***** Artikel *****

Baca berita tanpa iklan. Gabung Kompas.com+

Sensasi Menembus Hujan, Menerjang Jeram, di Atas Ketinting...

Kompas.com - 11/12/2014, 05:51 WIB
Fabian Januarius Kuwado

Penulis

MALINAU, KOMPAS.com - Jalan dua pekan, rombongan safari Natal 2014 Bupati Malinau Yansen Tipa Padan di Pedalaman Malinau, Kalimantan Utara, sudah menapaki jalanan berlumpur di tepi jurang, menembus awan di udara, hingga melawan arus sungai di atas ketinting.

Kompas.com--reporter Fabian Januarius Kuwado beserta fotografer Fikria Hidayat dan Kristianto Purnomo--mengikuti safari ini sejak 1 Desember 2014. Pada 8 dan 9 Desember 2014, kami dan rombongan bupati menyambangi Desa Pujungan, Kecamatan Pujungan, selepas bermalam di Desa Apau Ping, Kecamatan Bahau Hulu.

Pukul 13.00 Wita, rombongan bersiap di tepi Sungai Bahau, Desa Long Alango, desa transit dari Desa Apau Ping. Menuju Pujungan, kami akan menumpang ketinting, sampan kayu kecil. Rombongan ini terdiri dari 28 orang, sementara satu ketinting berisi dua hingga tiga penumpang bersama seorang juru mudi.

Saya berada di satu ketinting bersama Brigadir Muda Dimas, ajudan Kapolres Malinau; dan Jasmin, kontributor Beritasatu untuk Kalimantan Utara. Luther adalah juru mudi ketinting kami. "Sini, barang-barangnya dimasukan ke dalam terpal dulu," ujar Luther begitu kami mendekati perahunya.

Kami menyerahkan satu per satu tas, yang lalu diletakkan Luther di bagian tengah ketinting dan kemudian dibungkus memakai terpal biru. "Handphone atau kamera kalau mau sekalian dimasukan ke dalam. Kayaknya di hilir hujan ini," kata Luther usai meletakkan tas terakhir.

Hanya Jasmin yang menyerahkan kamera DSLR sebagai sahutan atas tawaran Luther itu. Telepon genggam dan kamera saya sudah berada di kantong khusus tahan air. Aman.

"Teketek... Teketek... Teketek...Teketek," bunyi statis mesin ketinting seiring perahu yang mulai melaju satu per satu. Yansen ada di ketinting terdepan bersama Komandan Distrik Militer Malinau.

Di belakang mereka adalah ketinting yang ditumpangi Kapolres Malinau dan camat setempat. Menyusul berderet sesudahnya, ketinting yang mengangkut anggota rombongan selebihnya.

***** Bahan yang Disediakan *****

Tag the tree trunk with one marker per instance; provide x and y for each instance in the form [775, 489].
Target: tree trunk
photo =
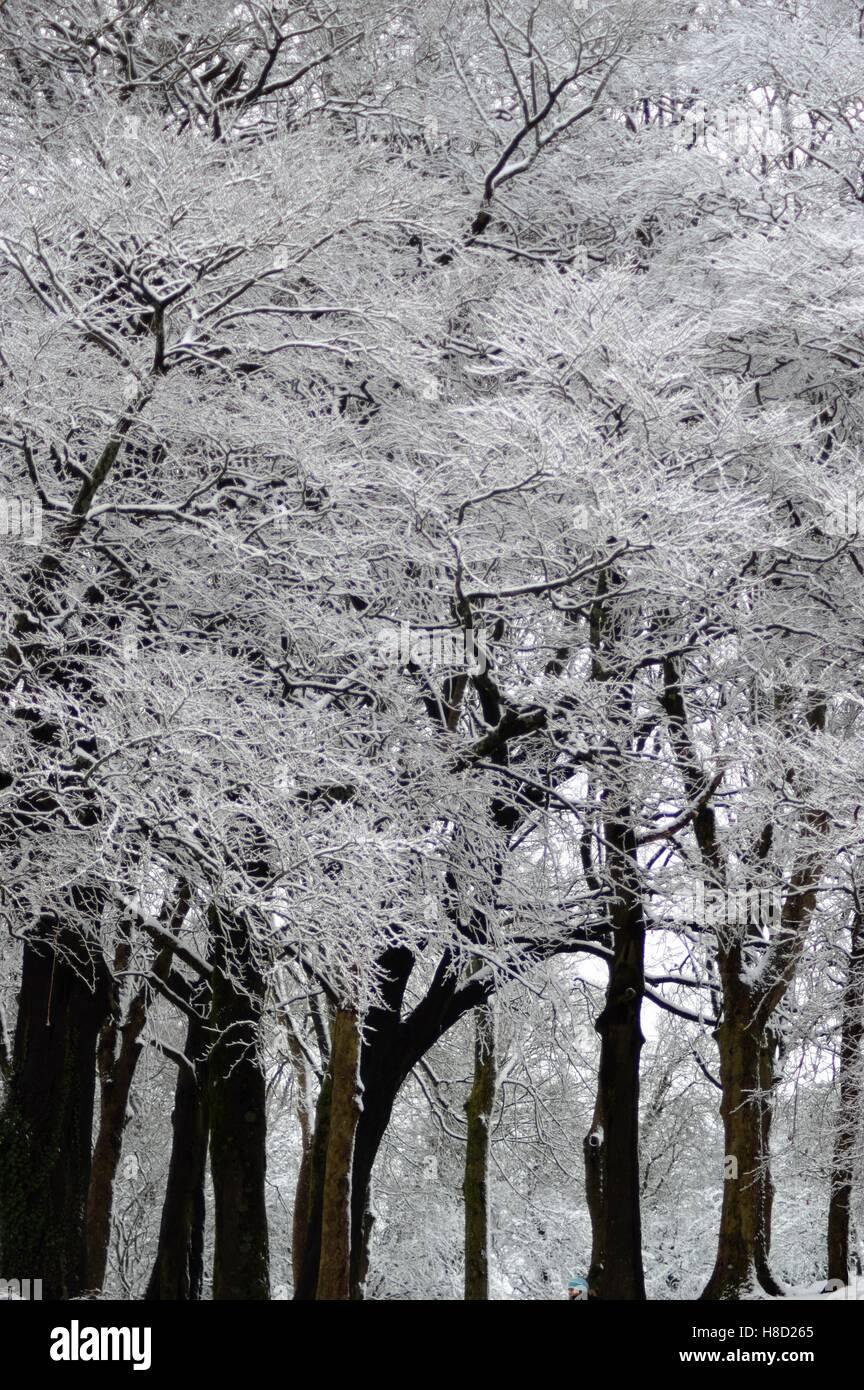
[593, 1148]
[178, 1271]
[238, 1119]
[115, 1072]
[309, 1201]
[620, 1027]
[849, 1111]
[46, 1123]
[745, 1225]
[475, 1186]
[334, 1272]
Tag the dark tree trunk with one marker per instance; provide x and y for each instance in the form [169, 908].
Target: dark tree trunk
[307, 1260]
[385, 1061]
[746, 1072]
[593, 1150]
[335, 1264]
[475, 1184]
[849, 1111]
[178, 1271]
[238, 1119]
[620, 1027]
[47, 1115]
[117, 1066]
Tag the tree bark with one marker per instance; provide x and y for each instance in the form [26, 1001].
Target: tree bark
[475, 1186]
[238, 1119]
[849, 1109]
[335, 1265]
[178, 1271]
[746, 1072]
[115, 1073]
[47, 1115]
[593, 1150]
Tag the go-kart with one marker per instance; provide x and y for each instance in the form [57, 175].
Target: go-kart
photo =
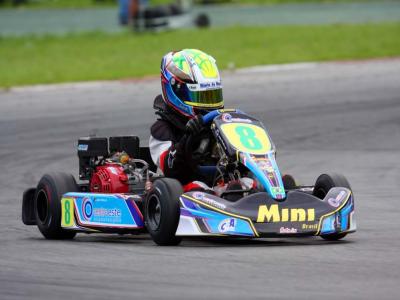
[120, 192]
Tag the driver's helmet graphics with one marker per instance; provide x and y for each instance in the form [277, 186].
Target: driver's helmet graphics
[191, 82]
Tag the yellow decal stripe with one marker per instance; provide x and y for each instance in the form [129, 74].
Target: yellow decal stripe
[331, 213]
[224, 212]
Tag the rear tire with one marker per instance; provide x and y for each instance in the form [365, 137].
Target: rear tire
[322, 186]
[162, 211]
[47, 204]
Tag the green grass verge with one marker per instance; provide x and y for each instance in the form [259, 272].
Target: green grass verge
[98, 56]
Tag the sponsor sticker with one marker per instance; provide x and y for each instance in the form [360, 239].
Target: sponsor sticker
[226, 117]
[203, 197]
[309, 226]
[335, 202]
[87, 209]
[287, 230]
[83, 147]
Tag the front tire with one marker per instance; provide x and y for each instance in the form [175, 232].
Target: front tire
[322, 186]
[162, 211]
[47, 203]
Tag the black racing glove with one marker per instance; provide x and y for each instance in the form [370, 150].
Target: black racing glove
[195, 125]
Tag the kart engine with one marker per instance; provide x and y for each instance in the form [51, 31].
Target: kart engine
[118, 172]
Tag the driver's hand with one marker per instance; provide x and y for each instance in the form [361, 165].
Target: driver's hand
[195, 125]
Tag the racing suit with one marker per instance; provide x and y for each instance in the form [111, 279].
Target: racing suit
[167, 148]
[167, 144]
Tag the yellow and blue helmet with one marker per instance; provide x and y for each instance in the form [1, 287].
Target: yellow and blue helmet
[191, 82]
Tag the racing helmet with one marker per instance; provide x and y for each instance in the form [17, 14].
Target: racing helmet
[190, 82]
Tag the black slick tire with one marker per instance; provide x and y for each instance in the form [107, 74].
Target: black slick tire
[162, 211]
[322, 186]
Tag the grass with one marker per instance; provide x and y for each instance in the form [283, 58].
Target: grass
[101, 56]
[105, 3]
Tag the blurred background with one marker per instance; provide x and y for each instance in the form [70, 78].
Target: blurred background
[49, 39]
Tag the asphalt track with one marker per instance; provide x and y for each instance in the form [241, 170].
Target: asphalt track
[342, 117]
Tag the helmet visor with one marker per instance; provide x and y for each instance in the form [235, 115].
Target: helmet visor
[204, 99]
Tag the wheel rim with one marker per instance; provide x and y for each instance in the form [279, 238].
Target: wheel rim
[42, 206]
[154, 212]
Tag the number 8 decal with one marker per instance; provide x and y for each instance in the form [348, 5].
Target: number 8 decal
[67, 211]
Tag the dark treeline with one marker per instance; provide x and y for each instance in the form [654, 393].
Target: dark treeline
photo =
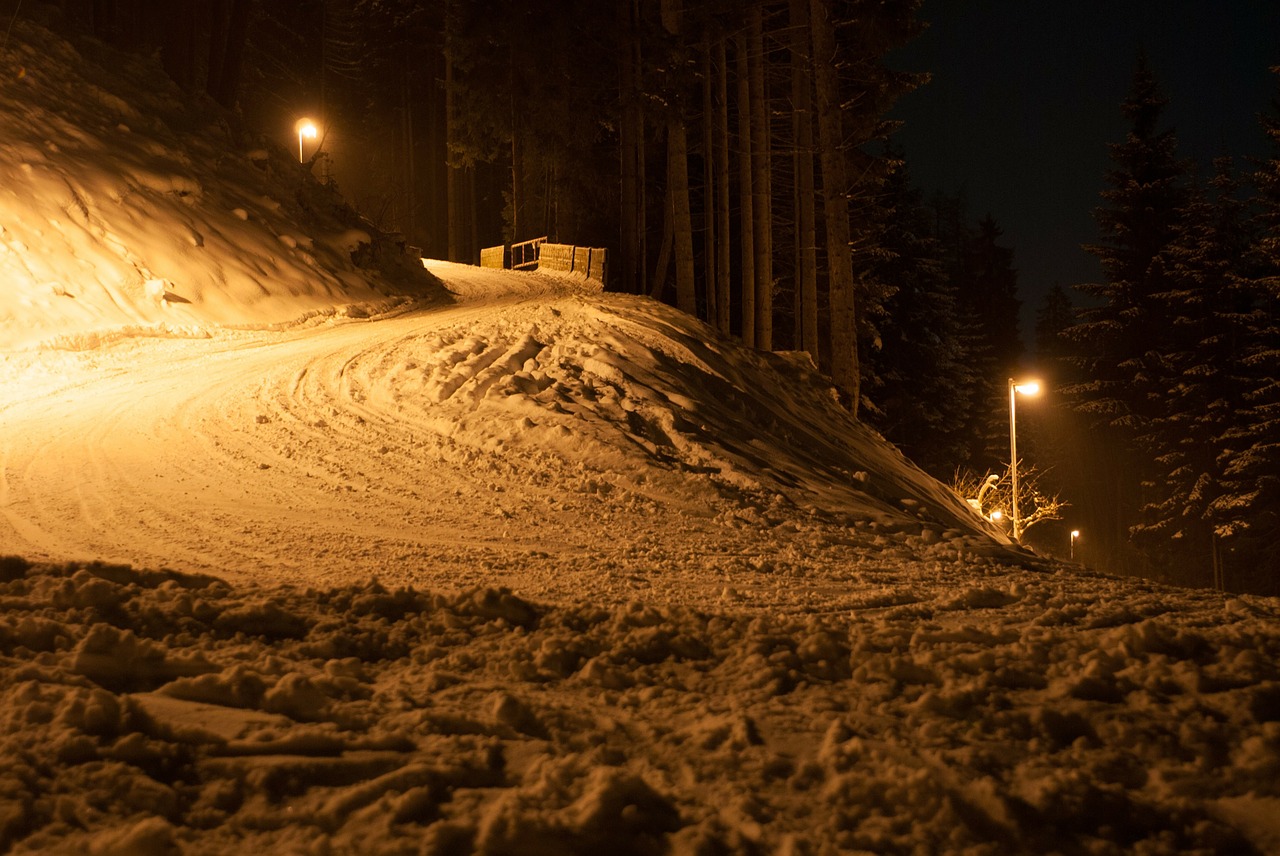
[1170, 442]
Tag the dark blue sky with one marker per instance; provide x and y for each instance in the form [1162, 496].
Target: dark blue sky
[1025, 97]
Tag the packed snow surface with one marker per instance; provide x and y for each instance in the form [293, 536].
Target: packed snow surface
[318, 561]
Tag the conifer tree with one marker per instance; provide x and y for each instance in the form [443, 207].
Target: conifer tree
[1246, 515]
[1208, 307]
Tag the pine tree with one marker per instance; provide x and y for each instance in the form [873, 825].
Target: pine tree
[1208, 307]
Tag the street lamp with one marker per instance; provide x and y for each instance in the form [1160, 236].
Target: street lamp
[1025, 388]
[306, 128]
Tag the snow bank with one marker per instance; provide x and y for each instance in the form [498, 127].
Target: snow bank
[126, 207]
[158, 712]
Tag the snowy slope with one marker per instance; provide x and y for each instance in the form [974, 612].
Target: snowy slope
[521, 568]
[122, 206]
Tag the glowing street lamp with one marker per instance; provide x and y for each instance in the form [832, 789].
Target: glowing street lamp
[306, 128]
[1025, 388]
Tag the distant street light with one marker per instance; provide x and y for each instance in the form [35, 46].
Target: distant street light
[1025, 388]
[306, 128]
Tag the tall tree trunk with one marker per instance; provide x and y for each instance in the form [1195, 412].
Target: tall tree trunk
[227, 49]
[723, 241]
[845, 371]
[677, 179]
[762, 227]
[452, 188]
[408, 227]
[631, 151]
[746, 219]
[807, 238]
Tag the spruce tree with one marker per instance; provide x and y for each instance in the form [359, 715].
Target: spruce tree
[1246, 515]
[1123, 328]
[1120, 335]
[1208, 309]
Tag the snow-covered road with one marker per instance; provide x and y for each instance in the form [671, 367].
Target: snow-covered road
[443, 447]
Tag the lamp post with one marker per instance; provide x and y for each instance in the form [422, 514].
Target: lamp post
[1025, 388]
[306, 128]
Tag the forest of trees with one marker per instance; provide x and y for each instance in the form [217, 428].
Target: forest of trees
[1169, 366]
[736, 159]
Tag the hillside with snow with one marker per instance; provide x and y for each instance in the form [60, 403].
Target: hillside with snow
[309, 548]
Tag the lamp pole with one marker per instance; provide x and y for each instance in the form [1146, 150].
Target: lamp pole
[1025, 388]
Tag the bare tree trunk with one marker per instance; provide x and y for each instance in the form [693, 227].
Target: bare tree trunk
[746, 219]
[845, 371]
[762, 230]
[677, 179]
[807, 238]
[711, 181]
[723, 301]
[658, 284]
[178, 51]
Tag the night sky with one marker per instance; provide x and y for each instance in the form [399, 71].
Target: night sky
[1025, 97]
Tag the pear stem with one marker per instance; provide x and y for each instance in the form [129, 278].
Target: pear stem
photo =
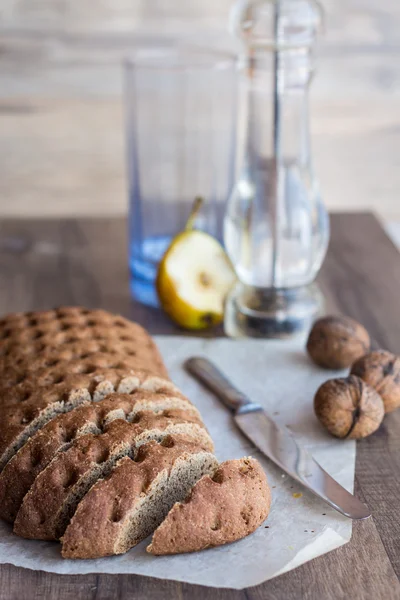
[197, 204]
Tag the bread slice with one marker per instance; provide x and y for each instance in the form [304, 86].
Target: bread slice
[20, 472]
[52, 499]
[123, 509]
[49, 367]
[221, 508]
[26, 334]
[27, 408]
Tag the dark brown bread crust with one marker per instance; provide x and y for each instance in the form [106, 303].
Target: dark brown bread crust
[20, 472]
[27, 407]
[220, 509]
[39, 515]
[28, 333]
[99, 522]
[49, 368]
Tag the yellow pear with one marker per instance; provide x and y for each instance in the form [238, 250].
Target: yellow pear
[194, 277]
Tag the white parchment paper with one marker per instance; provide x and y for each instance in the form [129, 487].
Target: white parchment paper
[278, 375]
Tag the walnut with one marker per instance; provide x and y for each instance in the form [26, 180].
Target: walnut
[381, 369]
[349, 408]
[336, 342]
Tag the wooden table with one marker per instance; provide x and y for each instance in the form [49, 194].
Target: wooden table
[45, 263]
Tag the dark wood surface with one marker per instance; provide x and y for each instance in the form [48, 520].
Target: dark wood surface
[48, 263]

*****

_Perintah Tugas A:_
Susunlah baris-baris catatan menjadi daftar bernomor tanpa baris kosong, mulai dari baris yang memuat "Tag the walnut" sampai akhir catatan.
_Perintah Tugas B:_
Teruskan artikel tentang perjalanan rombongan dengan ketinting di Sungai Bahau dari bagian terakhir yang tercantum.

_Jawaban Tertulis A:_
1. Tag the walnut with one marker per instance; provide x and y for each instance in the form [26, 180].
2. Target: walnut
3. [381, 369]
4. [349, 408]
5. [336, 342]
6. Tag the wooden table with one marker per instance; provide x and y for each instance in the form [49, 194].
7. Target: wooden table
8. [45, 263]
9. Tag the dark wood surface with one marker per instance; provide x and y for each instance in the form [48, 520].
10. Target: dark wood surface
11. [48, 263]

_Jawaban Tertulis B:_
Kuyup

Saat berangkat, langit di atas kami cukup cerah. Namun, di kejauhan menuju hilir, arah yang kami tuju, langit terlihat gelap oleh gelayutan awan. Seisi ketinting yang tak membekali diri dengan peralatan untuk berhujan-hujan, hanya bisa pasrah.

Benar saja, baru sekitar 20 menit mengarungi Sungai Bahau, langit menumpahkan butiran hujan. Deras. Seluruh rombongan ketinting, termasuk Bupati, Dandim, dan Kapolres, kehujanan. Namun, ketinting terus melaju.

Di ketinting kami, situasi tak berbeda. Kami yang menunduk menghindari terpaan hujan di wajah, hanya saling lirik lewat celah ketiak masing-masing untuk melihat kondisi teman seperjalanan. "Amankah?" tanya Jasmin. "Aman," jawab saya.

Baru juga suara saya hilang, terasa laju ketinting merapat. "Ada apa ini?" pikir saya sembari menoleh ke arah Luther. "Kuras air dulu," ujar Luther sembari tersenyum, seolah bisa membaca isi pikiran saya.

Dengan alat semacam nampan, Luther lalu sibuk menciduki air yang menggenangi kabin ketinting. "Bocor, Pak?" tanya saya. "Bukan, ini air hujan masuk," jawab Luther sembari tetap melanjutkan kegiatannya. Saya bernapas lega.

Menurut Luther, dia tak bisa memaksimalkan laju ketinting bila bersamaan musti menguras air. Karena itu, dia melambatkan laju perahu dan menguras kabin, baru kemudian kembali melajukan ketinting.

Betul juga, semenit setelah perahu melambat, Luther sudah kembali memacu mesin ketinting. Baju dan celana kami sudah kuyup, dingin pun sudah menembus kulit.

Beragam jeram

Dalam hujan, ketinting kami berbelok melewati tikungan sungai. Di depan kami kini, jeram berarus deras terbentang. Dari kejauhan, terlihat banyak batu di lokasi jeram.

Luther rupanya merasakan kerisauan kami. "Jeram yang ini belum seberapa, masih ada lagi di depan yang lebih deras," ujar dia. Bukan penghiburan, ternyata.

Belum sempat saya jawab kalimat Luther, ketinting kami sudah lebih dulu sampai di jeram yang "seberapa deras" itu. Luther berdiri untuk bisa memastikan posisi bebatuan.

Zig-zag, ketinting melewati satu per satu batu itu. "Brak, brak, brak," bunyi arus air yang menabrak dinding ketinting. Muncratan air menambah basah badan kami di tengah hujan yang belum berhenti.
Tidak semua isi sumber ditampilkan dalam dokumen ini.